/---
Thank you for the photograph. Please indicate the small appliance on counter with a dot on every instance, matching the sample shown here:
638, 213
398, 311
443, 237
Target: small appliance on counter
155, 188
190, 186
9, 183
\---
**Aim:** Reproduce the material above line for line, with no changes.

**Task solution:**
Thank you for the photograph. Please indicate the small appliance on counter with a dot on every instance, matching the sample shown here:
638, 213
398, 311
443, 237
Target: small appliance on counter
155, 188
190, 186
9, 183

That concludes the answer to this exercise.